**WHAT YOU ARE ASKED TO DO**
Print each line exactly as it is given.

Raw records
begin

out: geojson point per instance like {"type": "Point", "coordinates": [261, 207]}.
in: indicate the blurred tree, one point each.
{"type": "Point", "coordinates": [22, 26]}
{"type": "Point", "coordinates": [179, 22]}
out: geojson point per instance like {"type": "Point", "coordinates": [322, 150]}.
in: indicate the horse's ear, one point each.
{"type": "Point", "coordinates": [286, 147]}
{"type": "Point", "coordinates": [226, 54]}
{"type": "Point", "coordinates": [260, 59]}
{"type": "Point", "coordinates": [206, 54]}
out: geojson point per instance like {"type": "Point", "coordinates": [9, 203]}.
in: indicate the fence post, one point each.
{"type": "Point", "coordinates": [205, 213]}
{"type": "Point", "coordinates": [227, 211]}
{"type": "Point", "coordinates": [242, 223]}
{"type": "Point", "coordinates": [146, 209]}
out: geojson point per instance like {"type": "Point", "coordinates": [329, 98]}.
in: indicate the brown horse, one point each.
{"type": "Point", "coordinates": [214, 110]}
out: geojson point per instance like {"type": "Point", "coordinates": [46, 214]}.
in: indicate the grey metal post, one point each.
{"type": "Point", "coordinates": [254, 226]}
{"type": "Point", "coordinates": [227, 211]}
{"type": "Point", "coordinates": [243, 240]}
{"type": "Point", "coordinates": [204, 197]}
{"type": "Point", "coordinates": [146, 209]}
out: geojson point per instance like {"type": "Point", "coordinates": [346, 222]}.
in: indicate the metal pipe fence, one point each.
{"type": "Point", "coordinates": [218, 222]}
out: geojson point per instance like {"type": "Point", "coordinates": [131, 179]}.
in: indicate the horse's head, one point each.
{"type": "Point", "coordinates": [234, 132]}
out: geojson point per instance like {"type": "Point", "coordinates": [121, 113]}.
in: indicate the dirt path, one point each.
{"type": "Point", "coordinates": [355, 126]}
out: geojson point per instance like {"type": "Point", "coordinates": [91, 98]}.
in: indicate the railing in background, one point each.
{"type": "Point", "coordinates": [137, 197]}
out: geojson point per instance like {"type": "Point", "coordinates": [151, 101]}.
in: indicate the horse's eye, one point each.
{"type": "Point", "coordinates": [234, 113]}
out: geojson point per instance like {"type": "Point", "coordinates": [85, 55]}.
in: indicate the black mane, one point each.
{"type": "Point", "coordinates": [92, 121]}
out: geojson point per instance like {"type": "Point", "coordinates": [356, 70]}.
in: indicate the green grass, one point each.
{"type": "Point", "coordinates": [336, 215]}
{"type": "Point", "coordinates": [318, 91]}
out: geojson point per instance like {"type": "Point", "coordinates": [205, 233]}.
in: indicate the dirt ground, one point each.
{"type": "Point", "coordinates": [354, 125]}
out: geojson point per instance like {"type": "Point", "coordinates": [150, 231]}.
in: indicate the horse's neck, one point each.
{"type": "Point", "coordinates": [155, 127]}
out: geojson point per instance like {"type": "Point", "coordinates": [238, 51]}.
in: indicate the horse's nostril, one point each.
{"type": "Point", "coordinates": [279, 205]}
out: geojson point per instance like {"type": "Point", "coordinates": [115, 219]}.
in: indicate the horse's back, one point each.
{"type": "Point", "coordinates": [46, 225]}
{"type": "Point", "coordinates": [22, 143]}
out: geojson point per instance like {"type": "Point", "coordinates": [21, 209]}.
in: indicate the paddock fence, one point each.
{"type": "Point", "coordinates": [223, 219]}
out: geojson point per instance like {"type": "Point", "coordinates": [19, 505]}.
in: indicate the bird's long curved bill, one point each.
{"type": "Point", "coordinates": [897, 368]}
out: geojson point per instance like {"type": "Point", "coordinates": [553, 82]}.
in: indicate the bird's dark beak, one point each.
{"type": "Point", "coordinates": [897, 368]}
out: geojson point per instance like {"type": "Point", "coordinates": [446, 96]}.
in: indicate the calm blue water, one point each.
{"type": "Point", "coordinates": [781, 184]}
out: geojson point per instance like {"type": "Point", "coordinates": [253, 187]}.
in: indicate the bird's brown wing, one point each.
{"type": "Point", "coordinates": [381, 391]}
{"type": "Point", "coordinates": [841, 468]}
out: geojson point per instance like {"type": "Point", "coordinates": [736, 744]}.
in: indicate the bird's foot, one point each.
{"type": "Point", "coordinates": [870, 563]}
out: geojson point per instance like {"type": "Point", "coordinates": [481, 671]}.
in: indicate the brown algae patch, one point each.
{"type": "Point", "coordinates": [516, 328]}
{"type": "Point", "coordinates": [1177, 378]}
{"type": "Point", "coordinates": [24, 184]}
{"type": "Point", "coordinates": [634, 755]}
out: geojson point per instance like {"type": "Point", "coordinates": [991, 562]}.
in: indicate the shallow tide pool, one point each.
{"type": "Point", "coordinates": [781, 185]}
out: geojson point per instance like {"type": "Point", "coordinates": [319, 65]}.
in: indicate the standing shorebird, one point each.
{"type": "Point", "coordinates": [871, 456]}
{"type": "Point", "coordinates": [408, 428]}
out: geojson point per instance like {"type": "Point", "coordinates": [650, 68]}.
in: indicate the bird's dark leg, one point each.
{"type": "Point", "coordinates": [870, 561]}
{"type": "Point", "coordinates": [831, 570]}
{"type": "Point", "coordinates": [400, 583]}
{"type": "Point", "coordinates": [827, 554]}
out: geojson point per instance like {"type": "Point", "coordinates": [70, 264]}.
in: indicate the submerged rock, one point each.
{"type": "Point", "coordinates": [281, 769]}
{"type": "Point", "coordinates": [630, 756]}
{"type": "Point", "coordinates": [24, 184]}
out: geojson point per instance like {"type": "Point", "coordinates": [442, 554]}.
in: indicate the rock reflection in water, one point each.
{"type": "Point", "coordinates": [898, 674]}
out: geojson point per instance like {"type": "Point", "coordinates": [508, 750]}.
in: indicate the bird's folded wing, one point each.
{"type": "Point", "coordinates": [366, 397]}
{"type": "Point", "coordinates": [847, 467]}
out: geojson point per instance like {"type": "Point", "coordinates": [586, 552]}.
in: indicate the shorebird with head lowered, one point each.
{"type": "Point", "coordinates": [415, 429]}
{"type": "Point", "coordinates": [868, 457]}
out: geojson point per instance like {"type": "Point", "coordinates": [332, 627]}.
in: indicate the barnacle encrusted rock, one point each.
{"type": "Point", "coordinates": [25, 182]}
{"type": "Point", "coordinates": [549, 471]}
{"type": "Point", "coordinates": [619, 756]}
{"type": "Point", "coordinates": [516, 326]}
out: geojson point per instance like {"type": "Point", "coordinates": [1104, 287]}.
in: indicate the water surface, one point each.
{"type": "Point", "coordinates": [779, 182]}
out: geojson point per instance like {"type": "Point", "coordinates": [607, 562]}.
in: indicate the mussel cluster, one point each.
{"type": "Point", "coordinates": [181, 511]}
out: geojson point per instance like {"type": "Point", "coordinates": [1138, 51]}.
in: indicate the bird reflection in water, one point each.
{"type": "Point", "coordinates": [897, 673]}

end

**TASK RESPONSE**
out: geojson point per instance like {"type": "Point", "coordinates": [261, 207]}.
in: indicate the blurred tree, one point each.
{"type": "Point", "coordinates": [22, 26]}
{"type": "Point", "coordinates": [179, 22]}
out: geojson point per instance like {"type": "Point", "coordinates": [322, 150]}.
in: indicate the horse's ear, one point each.
{"type": "Point", "coordinates": [286, 147]}
{"type": "Point", "coordinates": [226, 54]}
{"type": "Point", "coordinates": [260, 59]}
{"type": "Point", "coordinates": [206, 54]}
out: geojson point per instance like {"type": "Point", "coordinates": [9, 203]}.
in: indicate the fence post, one point each.
{"type": "Point", "coordinates": [205, 213]}
{"type": "Point", "coordinates": [227, 211]}
{"type": "Point", "coordinates": [242, 223]}
{"type": "Point", "coordinates": [146, 209]}
out: geojson point per instance like {"type": "Point", "coordinates": [329, 98]}.
in: indicate the brown horse, one point each.
{"type": "Point", "coordinates": [214, 110]}
out: geojson point per instance like {"type": "Point", "coordinates": [46, 214]}.
in: indicate the grey metal post, one point each.
{"type": "Point", "coordinates": [254, 226]}
{"type": "Point", "coordinates": [227, 211]}
{"type": "Point", "coordinates": [243, 240]}
{"type": "Point", "coordinates": [204, 197]}
{"type": "Point", "coordinates": [146, 209]}
out: geojson point per instance like {"type": "Point", "coordinates": [346, 222]}.
in: indicate the metal pipe fence, one point each.
{"type": "Point", "coordinates": [218, 222]}
out: geojson point per instance like {"type": "Point", "coordinates": [131, 179]}.
in: indicate the horse's head, one point each.
{"type": "Point", "coordinates": [234, 132]}
out: geojson point per instance like {"type": "Point", "coordinates": [121, 113]}.
in: indicate the dirt path, one point each.
{"type": "Point", "coordinates": [355, 126]}
out: geojson point per instance like {"type": "Point", "coordinates": [91, 98]}.
in: indicate the railing in background, one point each.
{"type": "Point", "coordinates": [137, 197]}
out: geojson point per instance like {"type": "Point", "coordinates": [151, 101]}.
in: indicate the horse's eye, one point each.
{"type": "Point", "coordinates": [234, 113]}
out: geojson point per instance like {"type": "Point", "coordinates": [85, 55]}.
in: indicate the black mane, one point each.
{"type": "Point", "coordinates": [92, 121]}
out: geojson point per instance like {"type": "Point", "coordinates": [356, 70]}.
in: indicate the green grass, one point each.
{"type": "Point", "coordinates": [336, 215]}
{"type": "Point", "coordinates": [318, 91]}
out: geojson point per instance like {"type": "Point", "coordinates": [205, 233]}.
in: indicate the dirt ground, one point each.
{"type": "Point", "coordinates": [354, 125]}
out: geojson point per instance like {"type": "Point", "coordinates": [150, 231]}.
in: indicate the horse's neck, one point each.
{"type": "Point", "coordinates": [155, 127]}
out: geojson point per instance like {"type": "Point", "coordinates": [238, 51]}.
in: indicate the horse's nostril, one point each.
{"type": "Point", "coordinates": [279, 205]}
out: geojson point per instance like {"type": "Point", "coordinates": [115, 219]}.
in: indicate the horse's back, one point each.
{"type": "Point", "coordinates": [46, 225]}
{"type": "Point", "coordinates": [22, 143]}
out: geojson point per instance like {"type": "Point", "coordinates": [21, 209]}.
in: indicate the paddock fence, one point each.
{"type": "Point", "coordinates": [223, 219]}
out: geojson point per instance like {"type": "Point", "coordinates": [19, 505]}.
in: indicate the bird's long curved bill, one point each.
{"type": "Point", "coordinates": [897, 368]}
out: geojson point per instance like {"type": "Point", "coordinates": [553, 82]}.
in: indicate the bird's dark beak, one point each.
{"type": "Point", "coordinates": [897, 368]}
out: geojson point per instance like {"type": "Point", "coordinates": [446, 96]}.
in: indicate the calm blue water, one point each.
{"type": "Point", "coordinates": [781, 184]}
out: geojson point per instance like {"type": "Point", "coordinates": [253, 187]}.
in: indicate the bird's brown wing, one point each.
{"type": "Point", "coordinates": [381, 391]}
{"type": "Point", "coordinates": [841, 468]}
out: geojson point per instance like {"type": "Point", "coordinates": [736, 744]}.
in: indicate the bird's foot, one point each.
{"type": "Point", "coordinates": [870, 563]}
out: geojson point per instance like {"type": "Point", "coordinates": [481, 671]}.
in: indicate the brown algae patch, one point each.
{"type": "Point", "coordinates": [516, 328]}
{"type": "Point", "coordinates": [1177, 378]}
{"type": "Point", "coordinates": [24, 184]}
{"type": "Point", "coordinates": [634, 755]}
out: geojson point per instance like {"type": "Point", "coordinates": [991, 562]}.
in: indicate the shallow tide pool, one point each.
{"type": "Point", "coordinates": [781, 185]}
out: geojson point per instance like {"type": "Point", "coordinates": [319, 65]}.
in: indicate the standing shorebird, one point each.
{"type": "Point", "coordinates": [871, 456]}
{"type": "Point", "coordinates": [408, 428]}
out: geojson point per instance like {"type": "Point", "coordinates": [650, 68]}.
in: indicate the bird's dark leg, one point each.
{"type": "Point", "coordinates": [870, 561]}
{"type": "Point", "coordinates": [831, 570]}
{"type": "Point", "coordinates": [400, 583]}
{"type": "Point", "coordinates": [827, 554]}
out: geojson point per instance like {"type": "Point", "coordinates": [70, 264]}.
in: indicate the submerged rock, one point each.
{"type": "Point", "coordinates": [281, 769]}
{"type": "Point", "coordinates": [630, 756]}
{"type": "Point", "coordinates": [24, 184]}
out: geojson point per instance like {"type": "Point", "coordinates": [442, 554]}.
in: indicate the rock reflection in water, one point each.
{"type": "Point", "coordinates": [898, 674]}
out: geojson point per instance like {"type": "Point", "coordinates": [508, 750]}.
in: indicate the bird's folded wing, one point each.
{"type": "Point", "coordinates": [366, 397]}
{"type": "Point", "coordinates": [847, 467]}
out: geojson point per instance like {"type": "Point", "coordinates": [586, 552]}.
in: indicate the shorebird with head lowered, one point each.
{"type": "Point", "coordinates": [415, 429]}
{"type": "Point", "coordinates": [868, 457]}
out: geojson point per instance like {"type": "Point", "coordinates": [332, 627]}.
in: indicate the barnacle encrusted rock, one point each.
{"type": "Point", "coordinates": [25, 182]}
{"type": "Point", "coordinates": [549, 471]}
{"type": "Point", "coordinates": [619, 756]}
{"type": "Point", "coordinates": [516, 326]}
out: geojson point per instance like {"type": "Point", "coordinates": [1104, 287]}.
in: indicate the water surface, one point each.
{"type": "Point", "coordinates": [779, 182]}
out: geojson point per instance like {"type": "Point", "coordinates": [607, 562]}.
in: indicate the mussel cluster, one point each.
{"type": "Point", "coordinates": [181, 511]}
out: geojson point per instance like {"type": "Point", "coordinates": [1138, 51]}.
in: indicate the bird reflection in water, one point each.
{"type": "Point", "coordinates": [897, 673]}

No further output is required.